Reading text -
====
Showing newest posts with label roaches. Show older posts
Showing newest posts with label roaches. Show older posts

9.02.2009

cohabitation experiment redux, part II: the end of one life, the beginning of another...

so. i had a horrible night’s sleep with the imaginary roaches taunting me and my body scrunched on the scratchy love seat. and as i came very close to losing my sanity over a two-inch bug, my MIA fiancĂ© had been a few blocks away having a beer with a friend of his who’d called him to come out for quiz night at the bar. he hadn’t answered any of my frantic calls to his cell because it was not with him—he was wearing pocketless shorts and left the phone at home.
(when i learned of this i did not respond in a particularly graceful or becoming way but since this is my blog i will skip over the gory details.)
====
Given instruction - Write the next part of the blog post about the night of imaginary roaches, starting after its final sentence. The rows after this text have nothing to do with it.
====
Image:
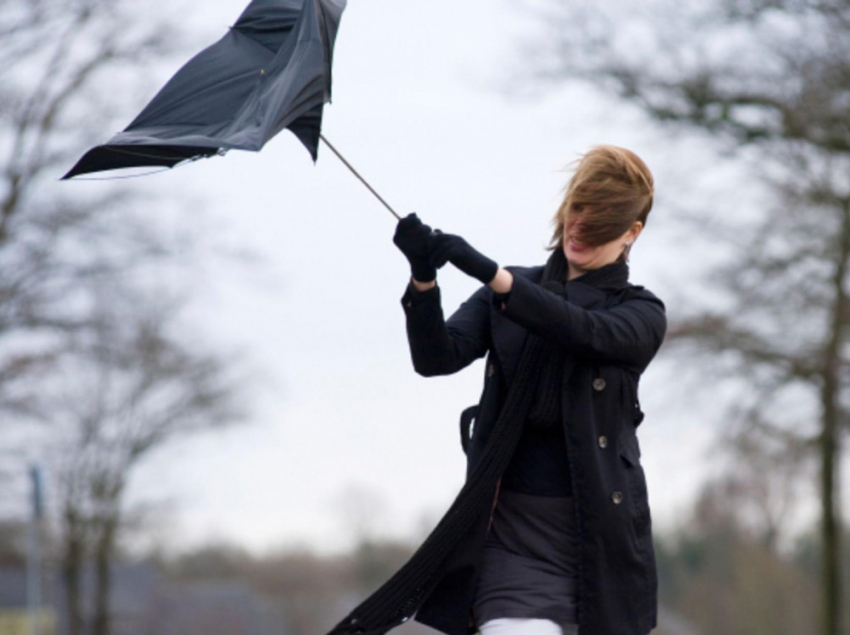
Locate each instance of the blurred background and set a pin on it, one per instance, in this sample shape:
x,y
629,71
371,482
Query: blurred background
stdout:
x,y
209,422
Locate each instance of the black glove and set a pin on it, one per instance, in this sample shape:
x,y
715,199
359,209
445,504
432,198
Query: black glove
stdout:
x,y
454,249
413,238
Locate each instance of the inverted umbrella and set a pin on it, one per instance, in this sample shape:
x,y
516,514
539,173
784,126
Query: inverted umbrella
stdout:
x,y
271,71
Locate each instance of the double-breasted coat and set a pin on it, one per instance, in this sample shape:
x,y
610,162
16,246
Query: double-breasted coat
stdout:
x,y
611,330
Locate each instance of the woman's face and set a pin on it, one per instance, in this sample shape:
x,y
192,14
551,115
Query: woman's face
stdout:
x,y
582,258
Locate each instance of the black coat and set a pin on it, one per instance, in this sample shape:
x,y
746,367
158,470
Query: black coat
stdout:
x,y
611,330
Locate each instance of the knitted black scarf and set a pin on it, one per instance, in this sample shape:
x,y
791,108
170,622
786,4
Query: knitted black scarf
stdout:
x,y
400,597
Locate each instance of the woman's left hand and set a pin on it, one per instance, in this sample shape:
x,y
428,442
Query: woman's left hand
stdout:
x,y
452,248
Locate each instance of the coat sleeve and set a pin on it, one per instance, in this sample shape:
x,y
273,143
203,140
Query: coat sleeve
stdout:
x,y
439,346
630,333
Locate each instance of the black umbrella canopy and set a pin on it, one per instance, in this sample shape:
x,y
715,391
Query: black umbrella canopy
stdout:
x,y
271,71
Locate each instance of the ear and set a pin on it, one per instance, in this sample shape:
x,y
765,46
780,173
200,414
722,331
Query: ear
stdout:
x,y
635,230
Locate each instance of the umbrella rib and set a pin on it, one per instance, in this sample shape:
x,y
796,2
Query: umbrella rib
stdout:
x,y
353,171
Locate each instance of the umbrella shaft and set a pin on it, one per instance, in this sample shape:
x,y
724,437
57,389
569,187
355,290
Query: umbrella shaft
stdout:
x,y
353,171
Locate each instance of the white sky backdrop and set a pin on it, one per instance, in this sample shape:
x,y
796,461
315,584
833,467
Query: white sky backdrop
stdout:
x,y
342,421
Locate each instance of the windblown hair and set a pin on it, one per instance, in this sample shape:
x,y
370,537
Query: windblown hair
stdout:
x,y
613,188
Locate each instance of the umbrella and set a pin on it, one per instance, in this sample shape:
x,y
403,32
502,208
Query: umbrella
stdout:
x,y
271,71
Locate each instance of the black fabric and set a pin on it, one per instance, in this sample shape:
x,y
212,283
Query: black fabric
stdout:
x,y
272,70
413,238
531,560
452,248
398,599
540,464
611,330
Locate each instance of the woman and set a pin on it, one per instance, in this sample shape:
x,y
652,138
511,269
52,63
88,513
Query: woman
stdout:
x,y
551,532
530,570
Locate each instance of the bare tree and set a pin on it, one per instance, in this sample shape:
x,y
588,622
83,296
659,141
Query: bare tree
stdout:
x,y
767,79
122,390
87,350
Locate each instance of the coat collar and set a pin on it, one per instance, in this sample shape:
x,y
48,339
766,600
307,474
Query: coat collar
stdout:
x,y
611,276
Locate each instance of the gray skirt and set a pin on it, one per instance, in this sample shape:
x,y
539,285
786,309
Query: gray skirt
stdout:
x,y
530,562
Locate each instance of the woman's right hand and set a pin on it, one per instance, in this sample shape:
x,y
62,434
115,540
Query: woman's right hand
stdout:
x,y
413,238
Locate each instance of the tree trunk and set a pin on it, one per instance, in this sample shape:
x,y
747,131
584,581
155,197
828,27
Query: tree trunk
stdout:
x,y
103,560
71,567
830,447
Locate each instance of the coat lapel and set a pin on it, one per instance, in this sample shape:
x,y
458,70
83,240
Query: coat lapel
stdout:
x,y
588,291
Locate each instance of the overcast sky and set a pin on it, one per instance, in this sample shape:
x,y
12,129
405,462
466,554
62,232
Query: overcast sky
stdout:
x,y
342,421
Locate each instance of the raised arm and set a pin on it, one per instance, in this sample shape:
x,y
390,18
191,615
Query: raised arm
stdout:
x,y
630,333
439,346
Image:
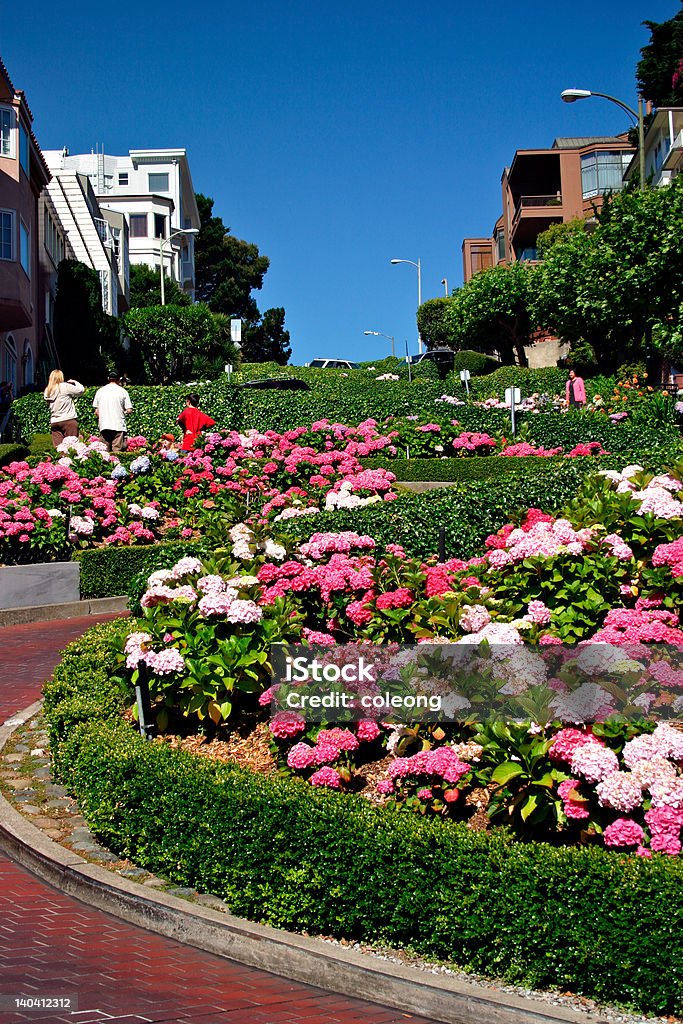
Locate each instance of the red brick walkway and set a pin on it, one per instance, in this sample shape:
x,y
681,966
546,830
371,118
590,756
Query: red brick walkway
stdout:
x,y
53,945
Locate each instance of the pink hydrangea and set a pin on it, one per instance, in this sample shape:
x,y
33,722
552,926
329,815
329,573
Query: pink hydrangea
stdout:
x,y
328,777
624,832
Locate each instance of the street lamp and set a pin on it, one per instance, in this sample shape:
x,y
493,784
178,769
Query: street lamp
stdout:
x,y
162,243
571,95
389,337
419,269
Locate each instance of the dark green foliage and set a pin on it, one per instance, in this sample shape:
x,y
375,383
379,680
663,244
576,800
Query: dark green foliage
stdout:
x,y
659,62
145,289
155,409
87,339
433,324
113,571
586,920
469,511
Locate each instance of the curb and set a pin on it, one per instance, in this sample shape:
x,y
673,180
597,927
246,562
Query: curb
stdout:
x,y
72,609
309,961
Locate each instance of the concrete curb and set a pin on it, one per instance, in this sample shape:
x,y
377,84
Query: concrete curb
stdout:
x,y
72,609
296,957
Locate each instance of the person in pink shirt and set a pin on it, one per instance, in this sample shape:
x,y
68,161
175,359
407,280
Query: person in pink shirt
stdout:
x,y
575,391
193,421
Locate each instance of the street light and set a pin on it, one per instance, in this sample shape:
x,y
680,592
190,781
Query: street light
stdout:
x,y
162,243
419,269
571,95
389,337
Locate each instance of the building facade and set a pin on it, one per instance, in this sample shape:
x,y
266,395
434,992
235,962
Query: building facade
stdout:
x,y
543,187
24,260
153,190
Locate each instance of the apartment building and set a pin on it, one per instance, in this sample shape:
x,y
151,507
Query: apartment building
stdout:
x,y
25,266
542,187
97,238
664,147
153,190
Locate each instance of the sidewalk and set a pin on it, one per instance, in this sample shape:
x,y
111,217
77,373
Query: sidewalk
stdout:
x,y
53,945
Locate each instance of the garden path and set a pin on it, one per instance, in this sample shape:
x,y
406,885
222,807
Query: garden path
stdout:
x,y
53,944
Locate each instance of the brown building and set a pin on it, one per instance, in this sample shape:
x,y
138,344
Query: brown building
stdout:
x,y
28,235
548,186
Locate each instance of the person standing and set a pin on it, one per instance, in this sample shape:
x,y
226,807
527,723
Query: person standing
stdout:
x,y
112,404
575,391
59,396
193,421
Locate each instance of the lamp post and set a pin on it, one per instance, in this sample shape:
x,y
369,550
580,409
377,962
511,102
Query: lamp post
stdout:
x,y
571,95
419,269
389,337
162,244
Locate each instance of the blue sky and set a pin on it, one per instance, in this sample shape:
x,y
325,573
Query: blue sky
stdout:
x,y
334,135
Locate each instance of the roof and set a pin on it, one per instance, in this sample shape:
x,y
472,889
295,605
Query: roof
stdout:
x,y
568,142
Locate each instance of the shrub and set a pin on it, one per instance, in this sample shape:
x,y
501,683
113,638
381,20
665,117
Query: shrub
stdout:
x,y
280,852
112,571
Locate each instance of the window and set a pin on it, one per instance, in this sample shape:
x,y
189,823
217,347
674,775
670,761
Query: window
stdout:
x,y
601,172
7,235
24,150
6,131
138,225
158,182
25,248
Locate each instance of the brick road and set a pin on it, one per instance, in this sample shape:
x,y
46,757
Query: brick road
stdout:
x,y
51,944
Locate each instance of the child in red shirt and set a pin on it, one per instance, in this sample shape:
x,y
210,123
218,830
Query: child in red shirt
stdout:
x,y
193,421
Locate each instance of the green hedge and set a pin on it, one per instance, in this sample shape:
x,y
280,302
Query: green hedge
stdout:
x,y
155,409
469,511
583,919
113,571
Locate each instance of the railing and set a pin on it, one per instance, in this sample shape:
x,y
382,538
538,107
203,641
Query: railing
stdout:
x,y
526,202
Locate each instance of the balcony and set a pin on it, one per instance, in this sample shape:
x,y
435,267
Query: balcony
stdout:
x,y
537,206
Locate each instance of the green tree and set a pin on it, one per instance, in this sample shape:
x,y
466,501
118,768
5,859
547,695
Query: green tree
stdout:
x,y
267,341
620,289
168,340
434,324
659,72
145,289
87,339
493,311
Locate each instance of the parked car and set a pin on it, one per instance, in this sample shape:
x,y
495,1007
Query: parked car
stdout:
x,y
333,365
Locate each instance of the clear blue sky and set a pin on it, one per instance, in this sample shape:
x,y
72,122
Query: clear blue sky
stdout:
x,y
334,135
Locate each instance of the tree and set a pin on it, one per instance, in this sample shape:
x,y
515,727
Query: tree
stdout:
x,y
492,312
86,338
169,339
267,341
145,289
659,72
434,325
620,289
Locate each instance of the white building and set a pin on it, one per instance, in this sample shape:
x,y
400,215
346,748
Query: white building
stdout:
x,y
153,188
90,235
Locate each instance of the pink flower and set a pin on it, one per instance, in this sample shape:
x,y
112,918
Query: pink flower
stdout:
x,y
624,832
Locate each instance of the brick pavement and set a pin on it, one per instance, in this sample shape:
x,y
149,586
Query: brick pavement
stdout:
x,y
52,944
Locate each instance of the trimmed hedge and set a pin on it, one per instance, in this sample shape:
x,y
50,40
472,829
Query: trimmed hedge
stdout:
x,y
604,925
112,571
469,511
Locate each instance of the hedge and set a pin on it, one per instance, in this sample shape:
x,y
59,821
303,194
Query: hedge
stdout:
x,y
604,925
112,571
469,511
155,409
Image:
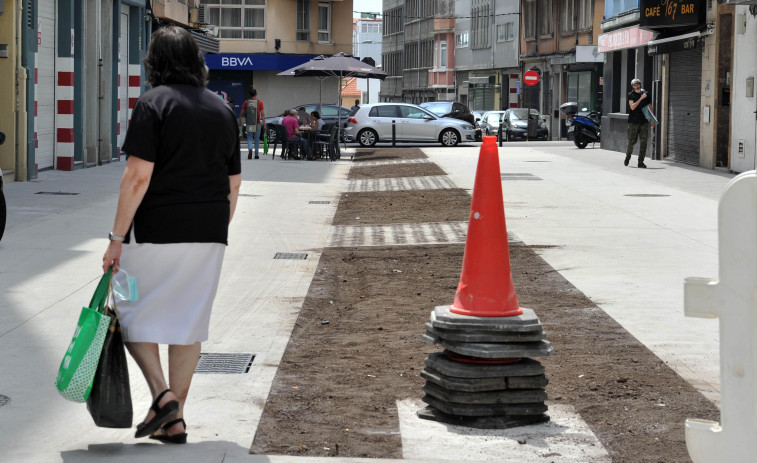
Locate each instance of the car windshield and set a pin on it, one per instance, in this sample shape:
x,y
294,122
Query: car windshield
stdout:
x,y
518,114
411,112
438,108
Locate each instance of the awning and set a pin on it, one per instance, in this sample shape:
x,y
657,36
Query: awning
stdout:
x,y
684,42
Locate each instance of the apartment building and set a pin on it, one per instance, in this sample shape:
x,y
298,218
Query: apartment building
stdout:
x,y
366,44
416,50
53,54
486,50
261,38
559,42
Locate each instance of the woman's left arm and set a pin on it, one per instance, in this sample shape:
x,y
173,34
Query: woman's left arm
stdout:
x,y
235,182
134,185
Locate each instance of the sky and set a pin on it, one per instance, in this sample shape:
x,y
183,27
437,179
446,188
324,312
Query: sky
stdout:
x,y
370,6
====
In response -
the subsequent days were nerve-wracking for me. my routine upon arriving home after work was as follows:

  1. first, push open the door and flip on the light whilst whipping my head around wildly to spot any scampering critters
  2. then, poke my head around the corner to peer into the kitchen for similar critter-sightings
  3. and then, rip open my shower curtain in an attempt to startle-to-death any critters languidly lounging in my tub
  4. and finally, enter the bedroom and scan the carpet, walls and—of course—top of bed for Public Enemy Number One
Michael would not admit that the roach came from one of his boxes. “i never had any roaches in my apartment,” he kept saying. and i kept reminding him that he got the boxes from the wine store and they probably had roaches. and on top of this roach-related bickering, there was the adjusting-to-living-together-again stuff.
which was almost worse than the roach.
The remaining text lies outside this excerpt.